(Listed entries begins)

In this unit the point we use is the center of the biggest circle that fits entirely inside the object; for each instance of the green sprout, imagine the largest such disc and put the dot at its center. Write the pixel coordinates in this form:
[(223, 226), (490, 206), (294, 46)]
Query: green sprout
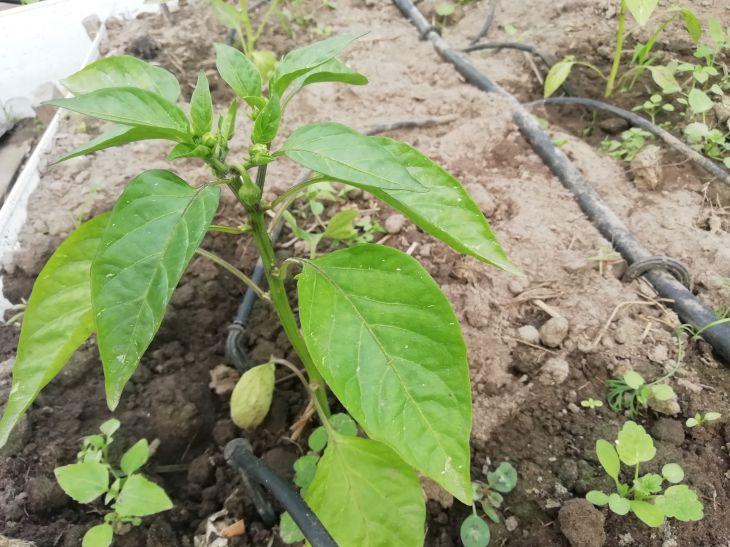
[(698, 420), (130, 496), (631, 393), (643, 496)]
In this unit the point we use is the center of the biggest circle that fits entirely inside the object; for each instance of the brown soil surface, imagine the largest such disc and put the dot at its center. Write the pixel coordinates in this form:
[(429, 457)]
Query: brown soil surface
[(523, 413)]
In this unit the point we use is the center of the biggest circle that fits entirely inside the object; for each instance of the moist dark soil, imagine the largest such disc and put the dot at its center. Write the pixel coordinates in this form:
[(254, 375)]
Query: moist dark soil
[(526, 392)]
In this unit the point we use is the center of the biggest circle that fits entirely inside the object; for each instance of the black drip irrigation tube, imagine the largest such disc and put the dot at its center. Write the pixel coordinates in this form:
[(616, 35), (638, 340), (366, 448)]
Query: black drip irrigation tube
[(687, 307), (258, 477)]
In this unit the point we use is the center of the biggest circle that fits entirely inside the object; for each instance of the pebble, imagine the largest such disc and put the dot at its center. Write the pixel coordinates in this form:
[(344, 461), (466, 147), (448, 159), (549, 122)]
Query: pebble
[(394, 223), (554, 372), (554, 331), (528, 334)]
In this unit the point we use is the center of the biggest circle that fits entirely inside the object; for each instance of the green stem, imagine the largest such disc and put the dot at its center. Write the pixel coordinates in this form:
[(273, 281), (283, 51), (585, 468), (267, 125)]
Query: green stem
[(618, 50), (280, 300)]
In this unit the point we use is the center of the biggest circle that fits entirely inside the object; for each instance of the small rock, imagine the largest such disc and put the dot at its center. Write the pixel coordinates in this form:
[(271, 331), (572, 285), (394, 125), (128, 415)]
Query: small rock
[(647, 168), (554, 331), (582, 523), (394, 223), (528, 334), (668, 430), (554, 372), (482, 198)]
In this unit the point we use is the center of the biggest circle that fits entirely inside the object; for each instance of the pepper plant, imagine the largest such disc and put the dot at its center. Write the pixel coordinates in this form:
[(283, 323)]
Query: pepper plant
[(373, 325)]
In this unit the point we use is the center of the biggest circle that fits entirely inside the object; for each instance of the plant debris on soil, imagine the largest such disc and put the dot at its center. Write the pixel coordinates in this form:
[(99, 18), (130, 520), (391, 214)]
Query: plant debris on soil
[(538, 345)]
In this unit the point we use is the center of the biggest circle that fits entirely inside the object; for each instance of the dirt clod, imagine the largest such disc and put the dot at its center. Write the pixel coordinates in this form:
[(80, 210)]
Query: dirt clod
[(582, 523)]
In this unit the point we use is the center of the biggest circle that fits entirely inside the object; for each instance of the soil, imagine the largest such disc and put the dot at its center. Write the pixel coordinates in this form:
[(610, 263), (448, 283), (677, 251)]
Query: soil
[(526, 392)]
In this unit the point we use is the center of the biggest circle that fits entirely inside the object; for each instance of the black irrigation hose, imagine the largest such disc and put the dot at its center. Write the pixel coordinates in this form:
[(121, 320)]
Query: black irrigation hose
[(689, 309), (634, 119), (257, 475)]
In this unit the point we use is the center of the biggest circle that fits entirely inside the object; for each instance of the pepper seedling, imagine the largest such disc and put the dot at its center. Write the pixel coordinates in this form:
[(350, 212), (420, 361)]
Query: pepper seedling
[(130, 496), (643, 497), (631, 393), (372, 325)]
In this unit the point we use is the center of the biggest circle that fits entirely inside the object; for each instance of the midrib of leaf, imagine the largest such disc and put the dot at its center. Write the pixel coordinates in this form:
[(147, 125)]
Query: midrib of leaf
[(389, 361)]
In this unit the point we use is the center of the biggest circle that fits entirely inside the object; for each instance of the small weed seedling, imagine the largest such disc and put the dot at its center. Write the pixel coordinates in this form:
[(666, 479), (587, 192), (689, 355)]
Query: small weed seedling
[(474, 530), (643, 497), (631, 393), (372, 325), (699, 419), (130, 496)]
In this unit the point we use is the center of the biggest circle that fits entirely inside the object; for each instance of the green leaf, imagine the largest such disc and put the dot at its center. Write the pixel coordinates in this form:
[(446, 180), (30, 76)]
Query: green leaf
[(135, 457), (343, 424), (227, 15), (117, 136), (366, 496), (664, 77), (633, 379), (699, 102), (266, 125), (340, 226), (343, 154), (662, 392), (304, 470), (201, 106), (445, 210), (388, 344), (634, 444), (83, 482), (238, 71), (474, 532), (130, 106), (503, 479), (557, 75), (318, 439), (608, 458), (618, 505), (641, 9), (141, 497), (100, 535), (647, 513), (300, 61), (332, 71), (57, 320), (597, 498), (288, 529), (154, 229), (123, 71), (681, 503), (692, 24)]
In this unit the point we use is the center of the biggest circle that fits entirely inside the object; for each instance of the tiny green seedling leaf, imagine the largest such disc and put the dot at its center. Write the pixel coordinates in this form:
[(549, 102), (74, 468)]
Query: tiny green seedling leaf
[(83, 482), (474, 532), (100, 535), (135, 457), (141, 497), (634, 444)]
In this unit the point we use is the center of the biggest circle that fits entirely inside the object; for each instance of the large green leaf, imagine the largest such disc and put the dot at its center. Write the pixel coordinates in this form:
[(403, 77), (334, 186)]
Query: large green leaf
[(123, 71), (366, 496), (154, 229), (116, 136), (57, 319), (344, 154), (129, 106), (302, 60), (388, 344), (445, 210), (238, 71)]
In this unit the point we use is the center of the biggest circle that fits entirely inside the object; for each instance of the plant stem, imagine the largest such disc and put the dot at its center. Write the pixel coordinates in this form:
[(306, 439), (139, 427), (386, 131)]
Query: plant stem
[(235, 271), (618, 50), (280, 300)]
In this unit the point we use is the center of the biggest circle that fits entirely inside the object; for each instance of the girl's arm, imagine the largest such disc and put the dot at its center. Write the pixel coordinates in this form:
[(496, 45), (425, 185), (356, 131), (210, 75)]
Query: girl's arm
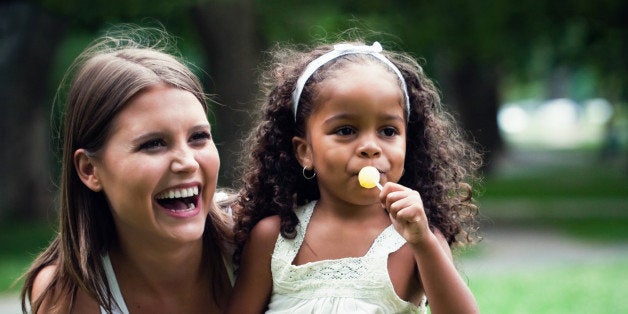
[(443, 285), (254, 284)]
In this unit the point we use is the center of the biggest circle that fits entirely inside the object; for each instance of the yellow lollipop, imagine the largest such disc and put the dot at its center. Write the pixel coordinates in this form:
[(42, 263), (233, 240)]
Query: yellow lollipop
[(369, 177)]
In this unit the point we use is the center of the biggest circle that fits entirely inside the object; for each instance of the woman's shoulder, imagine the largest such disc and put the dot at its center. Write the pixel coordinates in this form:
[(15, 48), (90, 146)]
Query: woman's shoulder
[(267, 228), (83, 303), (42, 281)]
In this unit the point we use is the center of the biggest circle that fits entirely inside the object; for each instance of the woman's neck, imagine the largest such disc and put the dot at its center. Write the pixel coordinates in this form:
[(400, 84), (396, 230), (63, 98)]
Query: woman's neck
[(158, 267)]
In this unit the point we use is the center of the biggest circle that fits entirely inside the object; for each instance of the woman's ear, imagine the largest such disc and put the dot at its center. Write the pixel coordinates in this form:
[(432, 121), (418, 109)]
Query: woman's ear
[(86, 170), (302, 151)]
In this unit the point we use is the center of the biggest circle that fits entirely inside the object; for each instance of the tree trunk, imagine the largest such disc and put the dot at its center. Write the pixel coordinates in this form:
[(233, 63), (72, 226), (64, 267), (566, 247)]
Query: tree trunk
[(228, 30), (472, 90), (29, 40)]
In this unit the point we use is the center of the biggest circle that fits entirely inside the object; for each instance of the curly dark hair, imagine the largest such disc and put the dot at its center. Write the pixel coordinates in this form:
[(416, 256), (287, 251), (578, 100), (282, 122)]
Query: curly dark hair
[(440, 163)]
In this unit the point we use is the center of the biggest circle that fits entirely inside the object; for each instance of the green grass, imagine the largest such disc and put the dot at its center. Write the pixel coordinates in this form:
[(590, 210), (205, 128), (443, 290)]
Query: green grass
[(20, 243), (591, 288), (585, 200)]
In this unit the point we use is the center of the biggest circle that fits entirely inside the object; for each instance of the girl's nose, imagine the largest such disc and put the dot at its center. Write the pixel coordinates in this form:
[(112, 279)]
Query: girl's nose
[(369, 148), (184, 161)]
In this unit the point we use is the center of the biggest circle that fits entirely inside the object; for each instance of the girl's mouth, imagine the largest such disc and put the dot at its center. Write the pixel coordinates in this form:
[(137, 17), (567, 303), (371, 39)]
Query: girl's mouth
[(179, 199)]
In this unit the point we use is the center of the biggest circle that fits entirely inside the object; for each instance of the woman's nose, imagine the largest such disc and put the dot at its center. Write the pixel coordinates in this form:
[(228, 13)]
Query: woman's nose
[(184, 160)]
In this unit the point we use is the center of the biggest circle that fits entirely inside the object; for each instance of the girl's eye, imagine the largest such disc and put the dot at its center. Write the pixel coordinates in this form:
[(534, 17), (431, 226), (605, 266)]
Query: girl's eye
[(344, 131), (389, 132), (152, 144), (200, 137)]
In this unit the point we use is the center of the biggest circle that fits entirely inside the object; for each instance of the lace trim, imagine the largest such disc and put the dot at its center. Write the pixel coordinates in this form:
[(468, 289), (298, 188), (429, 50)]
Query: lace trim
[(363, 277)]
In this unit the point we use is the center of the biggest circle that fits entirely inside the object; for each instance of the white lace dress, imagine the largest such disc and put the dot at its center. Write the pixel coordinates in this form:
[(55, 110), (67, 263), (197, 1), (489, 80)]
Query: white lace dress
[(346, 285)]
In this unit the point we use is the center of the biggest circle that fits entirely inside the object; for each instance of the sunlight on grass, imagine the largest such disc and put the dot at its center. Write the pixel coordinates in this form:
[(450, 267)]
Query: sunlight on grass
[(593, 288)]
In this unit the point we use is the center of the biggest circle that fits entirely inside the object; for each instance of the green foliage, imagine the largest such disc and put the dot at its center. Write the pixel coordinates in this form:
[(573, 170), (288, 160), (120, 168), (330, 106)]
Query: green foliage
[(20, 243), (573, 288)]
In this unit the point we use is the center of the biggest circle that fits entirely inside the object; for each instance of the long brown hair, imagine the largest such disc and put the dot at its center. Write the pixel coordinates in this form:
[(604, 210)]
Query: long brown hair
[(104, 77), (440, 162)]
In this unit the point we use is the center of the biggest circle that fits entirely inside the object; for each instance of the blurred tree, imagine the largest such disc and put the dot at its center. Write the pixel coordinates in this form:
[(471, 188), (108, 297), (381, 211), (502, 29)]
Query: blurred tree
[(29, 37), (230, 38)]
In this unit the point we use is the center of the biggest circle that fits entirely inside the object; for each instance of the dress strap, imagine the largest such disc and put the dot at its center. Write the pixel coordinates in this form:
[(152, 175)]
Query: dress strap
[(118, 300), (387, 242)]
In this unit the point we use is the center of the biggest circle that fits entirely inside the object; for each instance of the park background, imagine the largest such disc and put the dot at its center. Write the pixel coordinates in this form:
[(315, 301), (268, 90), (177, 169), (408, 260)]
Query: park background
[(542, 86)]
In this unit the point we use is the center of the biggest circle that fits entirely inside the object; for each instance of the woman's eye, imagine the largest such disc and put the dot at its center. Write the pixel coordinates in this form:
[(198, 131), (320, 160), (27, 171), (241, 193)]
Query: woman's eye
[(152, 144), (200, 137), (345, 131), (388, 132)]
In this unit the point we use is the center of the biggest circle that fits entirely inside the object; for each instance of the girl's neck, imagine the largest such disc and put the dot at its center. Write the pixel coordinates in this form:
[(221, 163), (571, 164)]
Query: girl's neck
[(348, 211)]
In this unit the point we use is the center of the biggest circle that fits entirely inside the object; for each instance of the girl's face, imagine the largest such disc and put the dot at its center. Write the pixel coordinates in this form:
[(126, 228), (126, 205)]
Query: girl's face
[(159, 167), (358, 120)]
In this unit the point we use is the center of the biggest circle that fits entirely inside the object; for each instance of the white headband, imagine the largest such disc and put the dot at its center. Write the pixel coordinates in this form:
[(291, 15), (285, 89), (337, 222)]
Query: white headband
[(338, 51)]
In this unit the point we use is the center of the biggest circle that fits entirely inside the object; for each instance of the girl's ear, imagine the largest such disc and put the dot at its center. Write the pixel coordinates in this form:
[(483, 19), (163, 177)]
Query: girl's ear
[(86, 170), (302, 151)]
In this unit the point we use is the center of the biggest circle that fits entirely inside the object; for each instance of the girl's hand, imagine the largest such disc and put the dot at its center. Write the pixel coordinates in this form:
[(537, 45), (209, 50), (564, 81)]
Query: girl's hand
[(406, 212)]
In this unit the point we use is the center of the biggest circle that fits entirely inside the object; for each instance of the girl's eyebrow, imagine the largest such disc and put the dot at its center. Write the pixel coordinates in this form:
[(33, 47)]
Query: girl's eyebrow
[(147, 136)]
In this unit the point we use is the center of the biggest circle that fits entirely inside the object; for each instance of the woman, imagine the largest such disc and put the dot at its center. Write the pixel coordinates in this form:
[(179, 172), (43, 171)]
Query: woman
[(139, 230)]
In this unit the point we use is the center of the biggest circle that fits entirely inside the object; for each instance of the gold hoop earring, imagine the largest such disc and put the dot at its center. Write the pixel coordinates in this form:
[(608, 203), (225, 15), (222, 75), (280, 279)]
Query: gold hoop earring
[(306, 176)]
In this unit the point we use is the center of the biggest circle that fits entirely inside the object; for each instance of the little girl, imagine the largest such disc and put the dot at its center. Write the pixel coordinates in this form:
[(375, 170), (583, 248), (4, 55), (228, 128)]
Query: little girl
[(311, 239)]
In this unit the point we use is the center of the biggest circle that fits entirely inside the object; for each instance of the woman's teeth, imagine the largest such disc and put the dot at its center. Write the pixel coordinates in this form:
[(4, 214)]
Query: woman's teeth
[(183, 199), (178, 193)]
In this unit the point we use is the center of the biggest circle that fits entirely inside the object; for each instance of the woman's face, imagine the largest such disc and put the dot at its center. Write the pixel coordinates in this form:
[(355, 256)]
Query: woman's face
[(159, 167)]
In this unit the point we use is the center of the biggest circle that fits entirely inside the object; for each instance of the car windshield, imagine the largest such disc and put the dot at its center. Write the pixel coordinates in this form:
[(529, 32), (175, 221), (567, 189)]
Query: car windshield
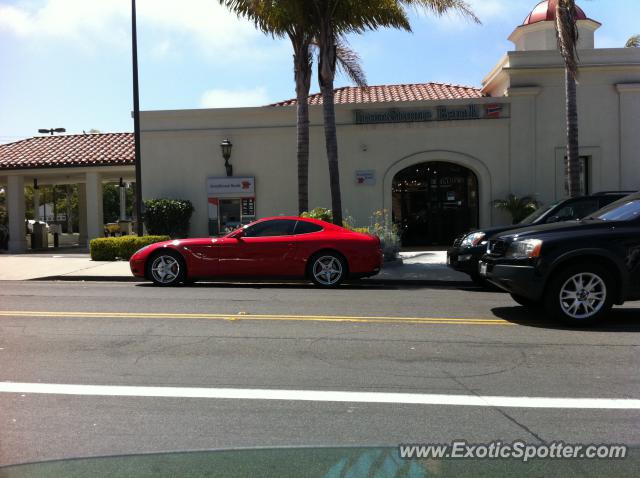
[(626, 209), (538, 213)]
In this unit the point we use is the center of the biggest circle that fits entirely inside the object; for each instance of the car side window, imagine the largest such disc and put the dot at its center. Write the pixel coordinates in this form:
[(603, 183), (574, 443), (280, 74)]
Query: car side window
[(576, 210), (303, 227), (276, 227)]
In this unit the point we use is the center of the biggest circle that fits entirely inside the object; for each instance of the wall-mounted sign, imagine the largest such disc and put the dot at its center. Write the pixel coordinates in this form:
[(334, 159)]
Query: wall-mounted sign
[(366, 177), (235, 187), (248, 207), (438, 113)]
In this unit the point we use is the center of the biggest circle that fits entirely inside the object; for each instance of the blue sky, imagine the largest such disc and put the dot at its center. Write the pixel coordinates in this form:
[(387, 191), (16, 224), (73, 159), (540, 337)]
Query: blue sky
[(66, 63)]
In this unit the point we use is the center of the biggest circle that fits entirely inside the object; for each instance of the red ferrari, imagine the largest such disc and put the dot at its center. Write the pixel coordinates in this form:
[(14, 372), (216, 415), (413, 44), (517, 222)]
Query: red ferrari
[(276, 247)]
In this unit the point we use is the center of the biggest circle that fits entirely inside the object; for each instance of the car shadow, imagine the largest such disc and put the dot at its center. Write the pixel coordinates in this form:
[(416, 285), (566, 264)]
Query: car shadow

(Listed entries ends)

• To do
Transcribe, exactly and without additions, the lines of the records above, beginning with the line that contains "Query: moist dark soil" and ending with the line that contains "[(344, 461), (466, 147), (448, 159), (549, 122)]", both included.

• Answer for the task
Query: moist dark soil
[(526, 392)]
In this unit the point we use is the center of the biggest circle that fits entirely inside the object; for each instance of the black drip irrigation tube, imagine the largest such disc and put the dot at its center. Write the pixel coordinates in this form:
[(616, 35), (638, 340), (366, 448)]
Query: black drip irrigation tube
[(687, 307), (258, 477)]
In this unit the point we use is the center of the biggest circle that fits entirely inside the object; for each instance of the pebble, imagine the largest such disc and put the dot at its center. Write the pixel coordinates in this form:
[(344, 461), (466, 147), (448, 159), (549, 122)]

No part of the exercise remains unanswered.